Brief
Rewrite the lines of all the entries below as a single numbered list, omitting any blank lines.
-- Information given start --
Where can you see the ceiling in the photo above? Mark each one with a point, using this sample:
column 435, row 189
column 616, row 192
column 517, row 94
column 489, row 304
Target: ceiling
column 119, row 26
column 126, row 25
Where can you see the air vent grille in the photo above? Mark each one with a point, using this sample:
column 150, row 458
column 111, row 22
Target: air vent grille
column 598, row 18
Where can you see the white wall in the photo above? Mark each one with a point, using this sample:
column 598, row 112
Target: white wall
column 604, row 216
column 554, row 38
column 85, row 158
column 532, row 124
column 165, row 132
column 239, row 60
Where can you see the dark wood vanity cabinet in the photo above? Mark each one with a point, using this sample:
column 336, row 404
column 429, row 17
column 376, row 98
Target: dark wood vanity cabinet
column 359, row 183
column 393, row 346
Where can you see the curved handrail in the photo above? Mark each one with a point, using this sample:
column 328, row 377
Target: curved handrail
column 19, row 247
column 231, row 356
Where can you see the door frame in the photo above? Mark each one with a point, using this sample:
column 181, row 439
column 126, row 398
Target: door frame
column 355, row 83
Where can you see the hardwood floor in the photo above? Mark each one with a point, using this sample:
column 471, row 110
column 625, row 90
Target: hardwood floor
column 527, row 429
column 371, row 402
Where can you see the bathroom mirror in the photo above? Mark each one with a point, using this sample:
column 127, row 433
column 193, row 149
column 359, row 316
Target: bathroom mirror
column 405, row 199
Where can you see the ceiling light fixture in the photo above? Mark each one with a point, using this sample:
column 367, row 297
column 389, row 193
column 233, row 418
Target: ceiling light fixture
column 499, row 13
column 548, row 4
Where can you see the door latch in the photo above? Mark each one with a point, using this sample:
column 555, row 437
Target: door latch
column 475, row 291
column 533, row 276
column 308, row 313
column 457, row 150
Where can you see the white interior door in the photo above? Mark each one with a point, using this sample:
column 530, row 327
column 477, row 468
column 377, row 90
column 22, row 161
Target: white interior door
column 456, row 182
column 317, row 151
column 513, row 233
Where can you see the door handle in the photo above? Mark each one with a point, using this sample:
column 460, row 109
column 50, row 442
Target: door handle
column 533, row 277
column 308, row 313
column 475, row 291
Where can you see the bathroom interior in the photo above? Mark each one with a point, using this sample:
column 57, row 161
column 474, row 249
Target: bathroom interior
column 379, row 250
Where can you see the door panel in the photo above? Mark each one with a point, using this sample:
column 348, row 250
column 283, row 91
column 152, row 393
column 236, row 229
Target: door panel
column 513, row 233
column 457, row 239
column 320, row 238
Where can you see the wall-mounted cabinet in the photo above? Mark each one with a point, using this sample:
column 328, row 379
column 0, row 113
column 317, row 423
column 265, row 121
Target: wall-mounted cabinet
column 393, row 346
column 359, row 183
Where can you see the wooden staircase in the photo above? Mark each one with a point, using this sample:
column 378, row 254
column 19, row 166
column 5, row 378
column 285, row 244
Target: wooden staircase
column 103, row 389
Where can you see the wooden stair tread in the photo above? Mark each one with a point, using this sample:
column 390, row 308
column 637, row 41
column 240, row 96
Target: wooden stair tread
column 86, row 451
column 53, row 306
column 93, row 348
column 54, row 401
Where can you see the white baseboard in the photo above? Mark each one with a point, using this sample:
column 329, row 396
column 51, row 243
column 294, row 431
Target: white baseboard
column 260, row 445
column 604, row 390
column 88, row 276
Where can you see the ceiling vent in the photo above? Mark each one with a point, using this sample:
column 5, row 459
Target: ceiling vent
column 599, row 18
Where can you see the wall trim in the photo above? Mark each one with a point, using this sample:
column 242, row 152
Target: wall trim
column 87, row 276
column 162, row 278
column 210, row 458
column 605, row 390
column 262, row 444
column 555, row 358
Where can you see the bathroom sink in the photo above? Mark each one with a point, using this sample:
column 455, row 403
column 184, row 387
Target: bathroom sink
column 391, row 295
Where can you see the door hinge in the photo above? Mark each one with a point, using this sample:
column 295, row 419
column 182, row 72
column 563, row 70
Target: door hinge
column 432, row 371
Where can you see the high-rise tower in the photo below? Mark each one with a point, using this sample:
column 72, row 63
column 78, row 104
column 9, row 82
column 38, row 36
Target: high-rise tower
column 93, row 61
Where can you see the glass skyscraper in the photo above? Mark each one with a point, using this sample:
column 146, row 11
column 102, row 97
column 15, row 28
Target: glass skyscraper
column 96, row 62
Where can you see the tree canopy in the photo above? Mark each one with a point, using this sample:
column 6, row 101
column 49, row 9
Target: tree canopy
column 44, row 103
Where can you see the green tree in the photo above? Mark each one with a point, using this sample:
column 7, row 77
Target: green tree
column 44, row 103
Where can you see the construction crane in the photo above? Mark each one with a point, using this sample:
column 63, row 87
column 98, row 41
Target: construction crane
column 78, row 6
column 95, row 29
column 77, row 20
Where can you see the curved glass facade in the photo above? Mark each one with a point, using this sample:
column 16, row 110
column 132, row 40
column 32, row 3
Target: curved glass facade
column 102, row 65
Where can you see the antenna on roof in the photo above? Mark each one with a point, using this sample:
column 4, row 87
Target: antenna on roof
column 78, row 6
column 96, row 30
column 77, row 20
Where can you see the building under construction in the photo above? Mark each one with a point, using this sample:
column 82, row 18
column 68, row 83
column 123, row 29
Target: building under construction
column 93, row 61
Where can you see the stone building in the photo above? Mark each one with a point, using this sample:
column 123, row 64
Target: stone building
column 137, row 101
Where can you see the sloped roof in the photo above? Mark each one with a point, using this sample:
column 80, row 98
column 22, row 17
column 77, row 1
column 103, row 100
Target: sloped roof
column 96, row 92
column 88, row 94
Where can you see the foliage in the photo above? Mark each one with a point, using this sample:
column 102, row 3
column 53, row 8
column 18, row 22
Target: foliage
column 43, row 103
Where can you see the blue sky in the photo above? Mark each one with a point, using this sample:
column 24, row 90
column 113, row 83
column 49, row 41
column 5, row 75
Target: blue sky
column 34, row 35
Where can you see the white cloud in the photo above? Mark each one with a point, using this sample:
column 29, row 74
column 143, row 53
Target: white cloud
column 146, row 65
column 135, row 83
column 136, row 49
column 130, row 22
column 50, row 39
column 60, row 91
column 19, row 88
-- Information given end --
Output below
1. Where can you see the ceiling in the photo above? Mark each one with a point, using this sample:
2. column 435, row 189
3. column 616, row 192
4. column 517, row 94
5. column 489, row 304
6. Target: ceiling
7. column 119, row 26
8. column 126, row 25
9. Where can you see the air vent grille in the photo above? Mark each one with a point, using this sample:
10. column 150, row 458
11. column 111, row 22
12. Target: air vent grille
13. column 598, row 18
14. Where can you see the white wall in the photo above? Mark each one with a point, using this sample:
15. column 598, row 112
16. Target: white wall
17. column 604, row 216
18. column 554, row 38
19. column 85, row 158
20. column 532, row 124
21. column 165, row 132
22. column 239, row 60
23. Where can you see the dark wood vanity cabinet in the photo above? Mark each one with a point, using this sample:
24. column 336, row 404
25. column 429, row 17
26. column 376, row 98
27. Target: dark wood vanity cabinet
28. column 359, row 183
29. column 393, row 346
30. Where can you see the curved handrail in the photo above? Mark each one with a point, using this sample:
31. column 328, row 377
32. Target: curved handrail
33. column 19, row 247
34. column 231, row 356
35. Where can you see the door frame in the photo above? Mark each one with a point, using this sample:
36. column 181, row 439
37. column 126, row 398
38. Target: door frame
39. column 355, row 83
40. Where can you see the hardwood floor in the photo above? Mark each one with a point, using this sample:
41. column 471, row 110
42. column 625, row 90
43. Target: hardwood floor
44. column 527, row 429
45. column 371, row 402
46. Where can you see the bathroom mirror in the photo above? Mark each one with a point, using this sample:
47. column 127, row 433
48. column 193, row 149
49. column 359, row 316
50. Target: bathroom mirror
51. column 405, row 199
52. Where can you see the ceiling light fixture in the photo above? Mark each one with a point, using this sample:
53. column 367, row 297
54. column 389, row 193
55. column 233, row 418
56. Target: ceiling light fixture
57. column 499, row 13
58. column 548, row 4
59. Where can you see the door latch in the photo above? Mark each one with a point, using this sample:
60. column 555, row 437
61. Target: door latch
62. column 475, row 291
63. column 533, row 276
64. column 308, row 313
65. column 457, row 150
66. Where can you see the white interior door in the photo above? Mark each one with a point, using this sample:
67. column 530, row 327
68. column 477, row 468
69. column 377, row 90
70. column 22, row 161
71. Target: white interior door
72. column 456, row 182
73. column 317, row 151
74. column 513, row 233
75. Where can you see the door handle in the photo above? Mark each one with a point, using this sample:
76. column 460, row 109
77. column 50, row 442
78. Target: door handle
79. column 533, row 277
80. column 308, row 313
81. column 475, row 291
82. Where can you see the bathroom interior in the photo above? Mark each one with a point, using this sample:
83. column 57, row 161
84. column 474, row 249
85. Target: bathroom interior
86. column 379, row 250
87. Where can you see the door panel in the photo above? Mark each one with a point, using this sample:
88. column 348, row 250
89. column 283, row 91
90. column 152, row 393
91. column 236, row 229
92. Target: door panel
93. column 513, row 233
94. column 457, row 239
95. column 320, row 238
96. Where can you see the wall-mounted cabinet in the photo above? Mark each one with a point, using this sample:
97. column 328, row 379
98. column 0, row 113
99. column 317, row 423
100. column 265, row 121
101. Target: wall-mounted cabinet
102. column 393, row 346
103. column 359, row 183
104. Where can you see the wooden staircase in the photo above? Mark each one with a point, using this sample:
105. column 378, row 254
106. column 19, row 166
107. column 5, row 378
108. column 285, row 244
109. Target: wooden staircase
110. column 103, row 389
111. Where can you see the wooden stair tread in the photo above? Mark each one with a point, using this sample:
112. column 390, row 308
113. column 637, row 41
114. column 240, row 96
115. Target: wooden stair tread
116. column 86, row 451
117. column 53, row 306
118. column 93, row 348
119. column 54, row 401
120. Where can you see the white baseboard in the photo above? Mark each one with a point, using this sample:
121. column 329, row 396
122. column 51, row 243
123. column 294, row 431
124. Target: white baseboard
125. column 260, row 445
126. column 604, row 390
127. column 88, row 276
128. Where can you see the ceiling vent in the photo above? Mark each one with a point, using this sample:
129. column 5, row 459
130. Target: ceiling vent
131. column 599, row 18
132. Where can you see the wall trim in the photo above? Mark each one with a point, using this sample:
133. column 242, row 152
134. Target: wall trim
135. column 87, row 276
136. column 162, row 278
137. column 210, row 458
138. column 605, row 390
139. column 262, row 444
140. column 555, row 358
141. Where can you see the bathroom sink in the photo above? Mark each one with a point, using this sample:
142. column 455, row 403
143. column 184, row 387
144. Target: bathroom sink
145. column 391, row 295
146. Where can you see the door hinge in the photo above? Mark each one with a point, using this sample:
147. column 295, row 419
148. column 182, row 72
149. column 563, row 70
150. Target: door hinge
151. column 432, row 371
152. Where can you see the high-rise tower in the photo below? Mark each one with a point, using this sample:
153. column 72, row 63
154. column 78, row 104
155. column 9, row 82
156. column 38, row 36
157. Target: high-rise tower
158. column 93, row 61
159. Where can you see the glass skyscraper in the photo above? Mark each one with a point, using this sample:
160. column 146, row 11
161. column 102, row 97
162. column 15, row 28
163. Target: glass skyscraper
164. column 96, row 62
165. Where can you see the tree canopy in the photo above? Mark each one with a point, using this sample:
166. column 6, row 101
167. column 49, row 9
168. Target: tree canopy
169. column 44, row 103
170. Where can you see the green tree in the photo above? Mark each one with a point, using this sample:
171. column 7, row 77
172. Target: green tree
173. column 44, row 103
174. Where can you see the construction crane in the photo above? Mark each one with a point, using this sample:
175. column 63, row 87
176. column 98, row 41
177. Target: construction crane
178. column 78, row 6
179. column 95, row 29
180. column 77, row 20
181. Where can you see the curved glass facade in the photo above? Mark each one with a point, using this sample:
182. column 16, row 110
183. column 132, row 40
184. column 32, row 3
185. Target: curved glass facade
186. column 102, row 65
187. Where can you see the antenna on roof in the photo above? Mark each one with a point, using this sample:
188. column 4, row 87
189. Target: antenna on roof
190. column 78, row 6
191. column 96, row 30
192. column 77, row 20
193. Where can you see the building under construction in the photo above? Mark each one with a point, using this sample:
194. column 82, row 18
195. column 68, row 83
196. column 123, row 29
197. Target: building under construction
198. column 93, row 61
199. Where can you see the stone building in the photo above? Mark each one with a point, using this sample:
200. column 123, row 64
201. Target: stone building
202. column 137, row 101
203. Where can you see the sloped roof in the photo above? Mark each one with a point, using this sample:
204. column 80, row 98
205. column 22, row 17
206. column 77, row 1
207. column 103, row 100
208. Target: sloped roof
209. column 96, row 92
210. column 88, row 94
211. Where can you see the foliage in the photo above? Mark each one with a point, using this sample:
212. column 102, row 3
213. column 53, row 8
214. column 18, row 22
215. Target: foliage
216. column 43, row 103
217. Where can you see the blue sky in the photo above? Mark each one with a point, using this sample:
218. column 24, row 90
219. column 113, row 83
220. column 49, row 41
221. column 5, row 75
222. Target: blue sky
223. column 34, row 35
224. Where can you see the white cloud in the photo above? Mark each one with a point, using this sample:
225. column 29, row 74
226. column 143, row 53
227. Target: white cloud
228. column 146, row 65
229. column 135, row 83
230. column 136, row 49
231. column 130, row 22
232. column 50, row 39
233. column 60, row 91
234. column 19, row 88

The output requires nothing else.